▸ Task objective
Would it be possible to output exactly, and only, the lines below from the one holding "Pinpoint each white painted" to the last line, both included, with every picture left out?

▸ The records
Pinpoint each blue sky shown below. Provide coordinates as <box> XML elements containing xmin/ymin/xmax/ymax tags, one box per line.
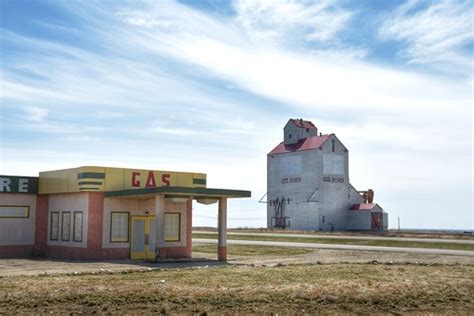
<box><xmin>1</xmin><ymin>0</ymin><xmax>472</xmax><ymax>229</ymax></box>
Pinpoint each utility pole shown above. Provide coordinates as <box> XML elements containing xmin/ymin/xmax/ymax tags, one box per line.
<box><xmin>398</xmin><ymin>217</ymin><xmax>400</xmax><ymax>231</ymax></box>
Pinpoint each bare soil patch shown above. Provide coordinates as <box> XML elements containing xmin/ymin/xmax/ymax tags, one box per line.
<box><xmin>1</xmin><ymin>243</ymin><xmax>473</xmax><ymax>278</ymax></box>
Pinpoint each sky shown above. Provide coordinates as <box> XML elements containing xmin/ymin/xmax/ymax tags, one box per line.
<box><xmin>0</xmin><ymin>0</ymin><xmax>473</xmax><ymax>230</ymax></box>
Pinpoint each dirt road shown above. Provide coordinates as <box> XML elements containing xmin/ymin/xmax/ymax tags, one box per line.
<box><xmin>194</xmin><ymin>238</ymin><xmax>474</xmax><ymax>256</ymax></box>
<box><xmin>195</xmin><ymin>230</ymin><xmax>474</xmax><ymax>244</ymax></box>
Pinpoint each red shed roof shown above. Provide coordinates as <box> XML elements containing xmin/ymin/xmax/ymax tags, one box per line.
<box><xmin>268</xmin><ymin>135</ymin><xmax>331</xmax><ymax>155</ymax></box>
<box><xmin>290</xmin><ymin>119</ymin><xmax>316</xmax><ymax>129</ymax></box>
<box><xmin>349</xmin><ymin>203</ymin><xmax>378</xmax><ymax>211</ymax></box>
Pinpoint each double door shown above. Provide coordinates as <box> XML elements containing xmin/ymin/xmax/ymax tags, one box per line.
<box><xmin>131</xmin><ymin>215</ymin><xmax>156</xmax><ymax>260</ymax></box>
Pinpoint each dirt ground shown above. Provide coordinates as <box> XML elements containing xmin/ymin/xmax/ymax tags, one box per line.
<box><xmin>0</xmin><ymin>253</ymin><xmax>214</xmax><ymax>277</ymax></box>
<box><xmin>1</xmin><ymin>246</ymin><xmax>472</xmax><ymax>277</ymax></box>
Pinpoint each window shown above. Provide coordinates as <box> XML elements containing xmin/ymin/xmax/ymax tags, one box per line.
<box><xmin>73</xmin><ymin>212</ymin><xmax>83</xmax><ymax>242</ymax></box>
<box><xmin>306</xmin><ymin>128</ymin><xmax>309</xmax><ymax>132</ymax></box>
<box><xmin>332</xmin><ymin>139</ymin><xmax>335</xmax><ymax>152</ymax></box>
<box><xmin>50</xmin><ymin>212</ymin><xmax>59</xmax><ymax>241</ymax></box>
<box><xmin>165</xmin><ymin>213</ymin><xmax>180</xmax><ymax>242</ymax></box>
<box><xmin>288</xmin><ymin>134</ymin><xmax>292</xmax><ymax>139</ymax></box>
<box><xmin>110</xmin><ymin>212</ymin><xmax>129</xmax><ymax>242</ymax></box>
<box><xmin>61</xmin><ymin>212</ymin><xmax>71</xmax><ymax>241</ymax></box>
<box><xmin>0</xmin><ymin>205</ymin><xmax>29</xmax><ymax>218</ymax></box>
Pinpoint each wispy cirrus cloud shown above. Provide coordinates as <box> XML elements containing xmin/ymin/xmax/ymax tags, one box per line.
<box><xmin>231</xmin><ymin>0</ymin><xmax>368</xmax><ymax>58</ymax></box>
<box><xmin>23</xmin><ymin>106</ymin><xmax>48</xmax><ymax>122</ymax></box>
<box><xmin>233</xmin><ymin>0</ymin><xmax>352</xmax><ymax>42</ymax></box>
<box><xmin>379</xmin><ymin>0</ymin><xmax>473</xmax><ymax>72</ymax></box>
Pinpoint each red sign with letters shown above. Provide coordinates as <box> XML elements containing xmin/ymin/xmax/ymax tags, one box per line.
<box><xmin>131</xmin><ymin>171</ymin><xmax>170</xmax><ymax>188</ymax></box>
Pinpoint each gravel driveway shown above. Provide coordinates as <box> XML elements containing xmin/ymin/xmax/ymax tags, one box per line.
<box><xmin>1</xmin><ymin>246</ymin><xmax>472</xmax><ymax>277</ymax></box>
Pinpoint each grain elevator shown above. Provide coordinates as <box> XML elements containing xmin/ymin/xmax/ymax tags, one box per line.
<box><xmin>267</xmin><ymin>119</ymin><xmax>388</xmax><ymax>231</ymax></box>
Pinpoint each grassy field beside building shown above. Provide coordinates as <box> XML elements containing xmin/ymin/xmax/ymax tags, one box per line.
<box><xmin>1</xmin><ymin>263</ymin><xmax>472</xmax><ymax>314</ymax></box>
<box><xmin>192</xmin><ymin>244</ymin><xmax>313</xmax><ymax>256</ymax></box>
<box><xmin>193</xmin><ymin>232</ymin><xmax>474</xmax><ymax>251</ymax></box>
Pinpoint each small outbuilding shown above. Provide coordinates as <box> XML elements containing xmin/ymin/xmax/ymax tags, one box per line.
<box><xmin>348</xmin><ymin>203</ymin><xmax>388</xmax><ymax>231</ymax></box>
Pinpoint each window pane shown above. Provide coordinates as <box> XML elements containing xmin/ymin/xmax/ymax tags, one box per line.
<box><xmin>111</xmin><ymin>212</ymin><xmax>129</xmax><ymax>242</ymax></box>
<box><xmin>73</xmin><ymin>212</ymin><xmax>83</xmax><ymax>242</ymax></box>
<box><xmin>50</xmin><ymin>212</ymin><xmax>59</xmax><ymax>240</ymax></box>
<box><xmin>61</xmin><ymin>212</ymin><xmax>71</xmax><ymax>241</ymax></box>
<box><xmin>165</xmin><ymin>213</ymin><xmax>180</xmax><ymax>242</ymax></box>
<box><xmin>0</xmin><ymin>206</ymin><xmax>29</xmax><ymax>218</ymax></box>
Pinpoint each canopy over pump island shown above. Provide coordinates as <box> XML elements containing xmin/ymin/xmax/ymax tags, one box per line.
<box><xmin>0</xmin><ymin>167</ymin><xmax>250</xmax><ymax>261</ymax></box>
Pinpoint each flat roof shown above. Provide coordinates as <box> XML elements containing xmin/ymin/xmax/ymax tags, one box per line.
<box><xmin>38</xmin><ymin>166</ymin><xmax>207</xmax><ymax>194</ymax></box>
<box><xmin>104</xmin><ymin>186</ymin><xmax>251</xmax><ymax>199</ymax></box>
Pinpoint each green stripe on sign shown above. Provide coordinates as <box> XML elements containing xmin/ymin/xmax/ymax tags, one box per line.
<box><xmin>78</xmin><ymin>181</ymin><xmax>103</xmax><ymax>185</ymax></box>
<box><xmin>193</xmin><ymin>178</ymin><xmax>206</xmax><ymax>185</ymax></box>
<box><xmin>78</xmin><ymin>187</ymin><xmax>100</xmax><ymax>191</ymax></box>
<box><xmin>77</xmin><ymin>172</ymin><xmax>105</xmax><ymax>180</ymax></box>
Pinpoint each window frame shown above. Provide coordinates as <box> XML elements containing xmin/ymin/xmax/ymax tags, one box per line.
<box><xmin>73</xmin><ymin>211</ymin><xmax>83</xmax><ymax>242</ymax></box>
<box><xmin>0</xmin><ymin>205</ymin><xmax>30</xmax><ymax>218</ymax></box>
<box><xmin>164</xmin><ymin>212</ymin><xmax>181</xmax><ymax>242</ymax></box>
<box><xmin>110</xmin><ymin>212</ymin><xmax>130</xmax><ymax>243</ymax></box>
<box><xmin>50</xmin><ymin>211</ymin><xmax>59</xmax><ymax>241</ymax></box>
<box><xmin>61</xmin><ymin>212</ymin><xmax>71</xmax><ymax>241</ymax></box>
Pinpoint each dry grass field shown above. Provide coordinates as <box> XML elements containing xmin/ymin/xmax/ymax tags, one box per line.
<box><xmin>1</xmin><ymin>262</ymin><xmax>473</xmax><ymax>314</ymax></box>
<box><xmin>1</xmin><ymin>243</ymin><xmax>473</xmax><ymax>314</ymax></box>
<box><xmin>193</xmin><ymin>244</ymin><xmax>313</xmax><ymax>256</ymax></box>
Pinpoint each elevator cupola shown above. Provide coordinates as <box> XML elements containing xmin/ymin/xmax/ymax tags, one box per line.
<box><xmin>283</xmin><ymin>118</ymin><xmax>318</xmax><ymax>145</ymax></box>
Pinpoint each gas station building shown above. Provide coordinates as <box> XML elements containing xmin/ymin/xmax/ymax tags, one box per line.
<box><xmin>0</xmin><ymin>166</ymin><xmax>250</xmax><ymax>261</ymax></box>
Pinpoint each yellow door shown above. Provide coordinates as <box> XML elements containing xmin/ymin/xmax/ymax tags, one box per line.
<box><xmin>131</xmin><ymin>216</ymin><xmax>156</xmax><ymax>260</ymax></box>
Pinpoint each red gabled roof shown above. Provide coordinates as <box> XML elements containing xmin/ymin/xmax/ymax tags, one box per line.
<box><xmin>268</xmin><ymin>135</ymin><xmax>331</xmax><ymax>155</ymax></box>
<box><xmin>290</xmin><ymin>119</ymin><xmax>316</xmax><ymax>129</ymax></box>
<box><xmin>349</xmin><ymin>203</ymin><xmax>378</xmax><ymax>211</ymax></box>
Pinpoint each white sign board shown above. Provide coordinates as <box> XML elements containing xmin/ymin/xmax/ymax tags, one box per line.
<box><xmin>323</xmin><ymin>154</ymin><xmax>344</xmax><ymax>175</ymax></box>
<box><xmin>280</xmin><ymin>155</ymin><xmax>302</xmax><ymax>176</ymax></box>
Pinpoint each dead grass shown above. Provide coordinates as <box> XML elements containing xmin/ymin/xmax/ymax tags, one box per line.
<box><xmin>193</xmin><ymin>232</ymin><xmax>474</xmax><ymax>251</ymax></box>
<box><xmin>1</xmin><ymin>263</ymin><xmax>473</xmax><ymax>314</ymax></box>
<box><xmin>193</xmin><ymin>244</ymin><xmax>313</xmax><ymax>256</ymax></box>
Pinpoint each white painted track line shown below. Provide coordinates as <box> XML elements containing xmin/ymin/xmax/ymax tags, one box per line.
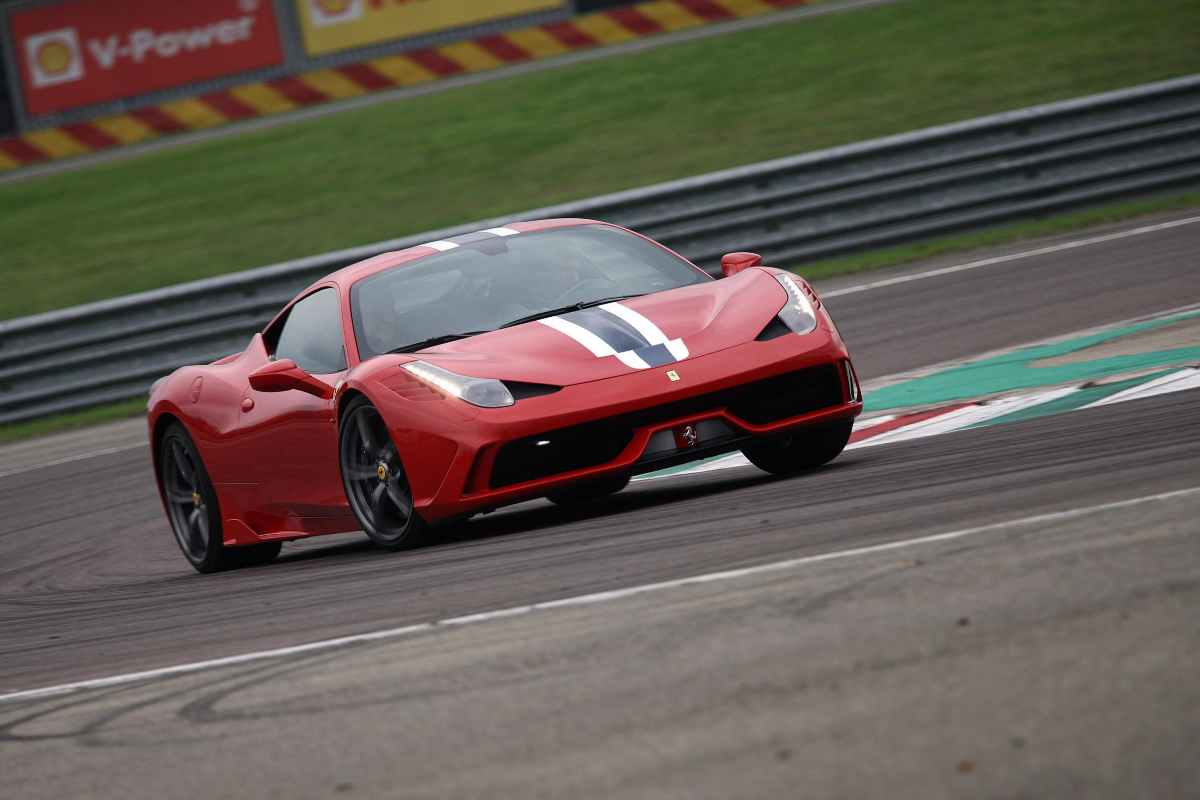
<box><xmin>0</xmin><ymin>443</ymin><xmax>144</xmax><ymax>480</ymax></box>
<box><xmin>3</xmin><ymin>485</ymin><xmax>1196</xmax><ymax>705</ymax></box>
<box><xmin>821</xmin><ymin>216</ymin><xmax>1200</xmax><ymax>298</ymax></box>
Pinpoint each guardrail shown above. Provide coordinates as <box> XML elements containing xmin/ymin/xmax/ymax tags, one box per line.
<box><xmin>2</xmin><ymin>75</ymin><xmax>1199</xmax><ymax>424</ymax></box>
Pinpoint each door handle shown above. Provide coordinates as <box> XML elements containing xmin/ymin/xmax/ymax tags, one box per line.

▸ Finished exercise
Pinpoint each white painted track line shown below. Provide coordinates as <box> XML elements containing xmin/ymin/xmax/ymax tags, one box per line.
<box><xmin>0</xmin><ymin>443</ymin><xmax>144</xmax><ymax>480</ymax></box>
<box><xmin>3</xmin><ymin>485</ymin><xmax>1196</xmax><ymax>705</ymax></box>
<box><xmin>821</xmin><ymin>216</ymin><xmax>1200</xmax><ymax>298</ymax></box>
Pinpoint each guardrail shown above. Provide coordinates as <box> XML elements containing xmin/ymin/xmax/ymax tags, one box per line.
<box><xmin>2</xmin><ymin>75</ymin><xmax>1199</xmax><ymax>424</ymax></box>
Pinpoint each door handle shown above. Provide coordinates as <box> XML elements containing xmin/ymin/xmax/ymax tags, one box per line.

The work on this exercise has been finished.